» Source records
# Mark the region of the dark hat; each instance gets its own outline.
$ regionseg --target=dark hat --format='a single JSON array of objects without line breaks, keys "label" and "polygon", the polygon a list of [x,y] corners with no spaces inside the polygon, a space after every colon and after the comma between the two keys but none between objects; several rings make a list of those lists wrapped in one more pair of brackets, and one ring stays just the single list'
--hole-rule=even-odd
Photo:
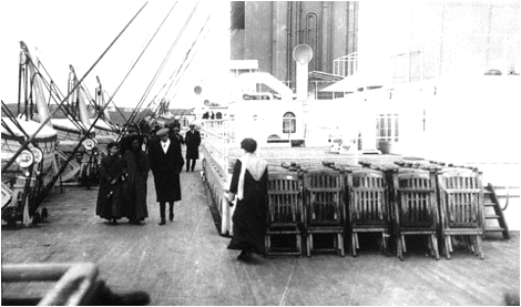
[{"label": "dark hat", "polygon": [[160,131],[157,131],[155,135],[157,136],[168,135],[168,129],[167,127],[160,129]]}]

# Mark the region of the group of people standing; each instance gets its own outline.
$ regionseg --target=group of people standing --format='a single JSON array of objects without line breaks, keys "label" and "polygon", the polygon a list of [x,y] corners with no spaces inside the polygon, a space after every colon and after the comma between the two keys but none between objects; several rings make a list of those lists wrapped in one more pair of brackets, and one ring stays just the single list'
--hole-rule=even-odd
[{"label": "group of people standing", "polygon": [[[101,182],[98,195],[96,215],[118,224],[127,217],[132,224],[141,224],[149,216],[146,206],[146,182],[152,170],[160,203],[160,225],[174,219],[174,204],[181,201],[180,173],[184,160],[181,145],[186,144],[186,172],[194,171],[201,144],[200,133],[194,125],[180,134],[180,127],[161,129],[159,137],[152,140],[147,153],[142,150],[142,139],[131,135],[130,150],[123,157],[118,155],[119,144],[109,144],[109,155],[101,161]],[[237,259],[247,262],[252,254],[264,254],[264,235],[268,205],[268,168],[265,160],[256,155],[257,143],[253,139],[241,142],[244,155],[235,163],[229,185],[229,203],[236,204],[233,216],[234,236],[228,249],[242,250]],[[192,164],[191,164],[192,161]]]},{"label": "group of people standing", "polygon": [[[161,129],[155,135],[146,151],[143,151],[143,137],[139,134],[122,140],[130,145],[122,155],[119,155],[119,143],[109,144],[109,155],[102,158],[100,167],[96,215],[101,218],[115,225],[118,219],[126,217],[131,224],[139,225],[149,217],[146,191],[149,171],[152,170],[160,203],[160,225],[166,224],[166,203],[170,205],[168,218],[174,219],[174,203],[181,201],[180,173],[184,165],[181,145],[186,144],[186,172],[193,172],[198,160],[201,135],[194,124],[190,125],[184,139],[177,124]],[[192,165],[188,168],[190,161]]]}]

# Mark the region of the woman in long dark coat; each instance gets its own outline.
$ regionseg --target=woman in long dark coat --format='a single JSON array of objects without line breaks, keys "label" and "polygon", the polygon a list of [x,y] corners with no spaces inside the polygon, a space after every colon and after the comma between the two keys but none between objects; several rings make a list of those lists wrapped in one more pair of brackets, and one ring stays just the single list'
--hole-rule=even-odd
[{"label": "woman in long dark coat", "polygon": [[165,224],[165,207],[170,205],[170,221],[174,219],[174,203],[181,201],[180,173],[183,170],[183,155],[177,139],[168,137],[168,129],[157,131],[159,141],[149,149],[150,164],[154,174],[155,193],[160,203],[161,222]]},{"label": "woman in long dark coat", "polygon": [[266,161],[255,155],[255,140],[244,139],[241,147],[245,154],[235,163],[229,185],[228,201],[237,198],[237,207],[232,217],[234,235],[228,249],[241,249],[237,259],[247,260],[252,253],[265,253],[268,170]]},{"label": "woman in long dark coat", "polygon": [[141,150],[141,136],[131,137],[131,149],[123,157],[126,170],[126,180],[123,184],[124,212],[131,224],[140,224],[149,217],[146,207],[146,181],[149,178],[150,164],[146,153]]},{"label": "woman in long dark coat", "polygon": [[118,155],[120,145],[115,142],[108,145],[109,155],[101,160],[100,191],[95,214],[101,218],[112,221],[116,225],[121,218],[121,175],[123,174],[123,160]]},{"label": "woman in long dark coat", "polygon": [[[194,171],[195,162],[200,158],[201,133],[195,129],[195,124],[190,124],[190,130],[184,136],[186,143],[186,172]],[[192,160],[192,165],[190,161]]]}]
==
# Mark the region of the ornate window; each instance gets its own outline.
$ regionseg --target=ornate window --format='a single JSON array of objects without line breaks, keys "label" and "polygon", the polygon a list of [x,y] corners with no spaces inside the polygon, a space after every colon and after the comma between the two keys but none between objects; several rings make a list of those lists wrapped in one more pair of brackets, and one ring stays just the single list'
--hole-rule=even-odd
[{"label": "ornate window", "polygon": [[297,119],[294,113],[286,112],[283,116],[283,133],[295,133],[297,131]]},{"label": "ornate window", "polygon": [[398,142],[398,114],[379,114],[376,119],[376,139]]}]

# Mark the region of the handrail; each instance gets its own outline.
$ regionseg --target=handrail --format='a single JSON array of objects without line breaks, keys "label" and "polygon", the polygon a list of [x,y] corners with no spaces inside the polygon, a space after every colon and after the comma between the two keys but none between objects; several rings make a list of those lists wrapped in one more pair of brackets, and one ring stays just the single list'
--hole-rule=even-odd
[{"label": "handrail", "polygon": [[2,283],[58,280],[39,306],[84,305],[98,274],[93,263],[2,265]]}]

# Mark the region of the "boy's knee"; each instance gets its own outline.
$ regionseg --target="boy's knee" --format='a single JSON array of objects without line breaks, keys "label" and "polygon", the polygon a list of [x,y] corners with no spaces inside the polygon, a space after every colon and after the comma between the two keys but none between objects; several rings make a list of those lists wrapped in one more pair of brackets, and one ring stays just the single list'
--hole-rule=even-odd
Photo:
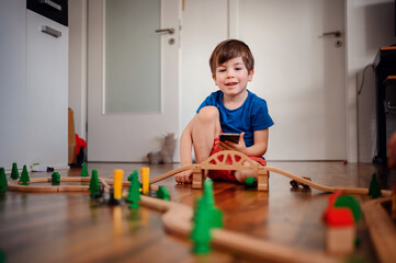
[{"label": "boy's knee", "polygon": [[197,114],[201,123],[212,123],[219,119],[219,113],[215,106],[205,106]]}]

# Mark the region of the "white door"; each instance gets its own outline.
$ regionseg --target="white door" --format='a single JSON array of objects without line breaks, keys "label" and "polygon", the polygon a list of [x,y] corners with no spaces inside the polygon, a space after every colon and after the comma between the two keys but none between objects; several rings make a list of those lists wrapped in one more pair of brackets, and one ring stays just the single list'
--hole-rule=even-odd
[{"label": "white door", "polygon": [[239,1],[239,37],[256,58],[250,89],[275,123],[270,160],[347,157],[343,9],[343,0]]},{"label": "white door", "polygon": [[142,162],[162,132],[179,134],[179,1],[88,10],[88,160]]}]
---
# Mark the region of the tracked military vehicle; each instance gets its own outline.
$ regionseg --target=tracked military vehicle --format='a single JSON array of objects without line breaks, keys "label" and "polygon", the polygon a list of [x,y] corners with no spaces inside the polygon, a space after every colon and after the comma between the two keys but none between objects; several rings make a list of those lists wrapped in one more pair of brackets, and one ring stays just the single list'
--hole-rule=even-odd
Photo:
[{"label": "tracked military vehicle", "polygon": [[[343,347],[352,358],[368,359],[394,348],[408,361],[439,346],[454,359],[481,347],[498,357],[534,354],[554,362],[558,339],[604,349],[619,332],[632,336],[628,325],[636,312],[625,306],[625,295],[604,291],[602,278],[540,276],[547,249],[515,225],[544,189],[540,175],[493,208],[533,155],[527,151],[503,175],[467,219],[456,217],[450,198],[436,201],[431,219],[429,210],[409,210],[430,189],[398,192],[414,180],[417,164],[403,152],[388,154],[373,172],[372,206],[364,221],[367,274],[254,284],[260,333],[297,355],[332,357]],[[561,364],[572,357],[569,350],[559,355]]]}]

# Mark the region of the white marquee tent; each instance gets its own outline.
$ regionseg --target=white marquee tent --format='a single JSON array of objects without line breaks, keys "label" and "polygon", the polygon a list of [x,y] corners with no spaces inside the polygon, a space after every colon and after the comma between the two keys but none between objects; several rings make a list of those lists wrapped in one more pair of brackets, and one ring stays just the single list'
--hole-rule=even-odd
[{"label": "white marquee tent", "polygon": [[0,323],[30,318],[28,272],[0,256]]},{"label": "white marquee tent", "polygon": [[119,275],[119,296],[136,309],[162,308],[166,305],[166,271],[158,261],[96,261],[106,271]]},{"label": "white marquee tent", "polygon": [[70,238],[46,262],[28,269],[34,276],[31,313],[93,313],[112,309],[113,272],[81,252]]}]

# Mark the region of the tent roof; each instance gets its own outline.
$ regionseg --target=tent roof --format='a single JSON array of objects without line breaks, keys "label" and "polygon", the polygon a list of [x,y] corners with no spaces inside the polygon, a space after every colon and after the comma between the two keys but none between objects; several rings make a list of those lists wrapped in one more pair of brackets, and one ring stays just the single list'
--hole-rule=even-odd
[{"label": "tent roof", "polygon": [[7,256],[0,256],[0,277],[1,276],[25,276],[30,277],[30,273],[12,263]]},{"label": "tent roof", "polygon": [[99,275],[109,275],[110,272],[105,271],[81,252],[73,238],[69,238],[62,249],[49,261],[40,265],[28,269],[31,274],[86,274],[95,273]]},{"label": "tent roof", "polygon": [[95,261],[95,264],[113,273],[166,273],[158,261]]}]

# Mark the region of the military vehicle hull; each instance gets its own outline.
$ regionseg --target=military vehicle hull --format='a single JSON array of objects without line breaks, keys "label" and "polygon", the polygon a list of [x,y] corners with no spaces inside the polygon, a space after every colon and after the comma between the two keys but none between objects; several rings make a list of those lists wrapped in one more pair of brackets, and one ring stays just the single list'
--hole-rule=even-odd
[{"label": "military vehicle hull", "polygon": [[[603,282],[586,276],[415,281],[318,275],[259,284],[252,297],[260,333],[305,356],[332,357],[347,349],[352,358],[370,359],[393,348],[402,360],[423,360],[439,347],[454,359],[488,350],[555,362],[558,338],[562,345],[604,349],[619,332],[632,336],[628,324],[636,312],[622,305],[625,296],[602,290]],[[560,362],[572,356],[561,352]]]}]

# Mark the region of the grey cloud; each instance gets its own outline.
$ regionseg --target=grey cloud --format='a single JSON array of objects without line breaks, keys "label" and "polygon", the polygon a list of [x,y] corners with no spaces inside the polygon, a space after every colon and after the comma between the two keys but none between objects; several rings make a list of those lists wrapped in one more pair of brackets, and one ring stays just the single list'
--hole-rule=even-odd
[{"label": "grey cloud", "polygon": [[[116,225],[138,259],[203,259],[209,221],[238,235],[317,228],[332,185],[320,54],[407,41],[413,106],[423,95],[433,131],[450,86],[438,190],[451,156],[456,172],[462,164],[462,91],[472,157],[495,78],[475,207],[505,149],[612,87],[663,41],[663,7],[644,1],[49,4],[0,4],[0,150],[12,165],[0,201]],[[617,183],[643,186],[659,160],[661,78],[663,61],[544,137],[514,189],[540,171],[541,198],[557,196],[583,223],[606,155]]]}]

» To be done
Report each line of the records above that contains the word "Mark", matching case exactly.

» The result
# Mark the region of the dark hat; each instance gets its own outline.
# Mark the region of the group of people standing; each instance gets its own outline.
# Mark the region of the woman in long dark coat; each instance gets its own outline.
# Mark the region of the ornate window; each instance gets its own outline.
# Mark the region of the handrail; each instance gets its own outline.
# Mark the region of the "boy's knee"; each instance gets its own outline.
# Mark the region of the "white door"; each instance gets its own outline.
# Mark the region of the tracked military vehicle; each instance gets its own outline.
# Mark the region of the white marquee tent; each instance gets its own outline.
# Mark the region of the tent roof; each instance gets its own outline.
# Mark the region of the military vehicle hull; each instance gets its own outline.
# Mark the region of the grey cloud; each instance gets its own outline.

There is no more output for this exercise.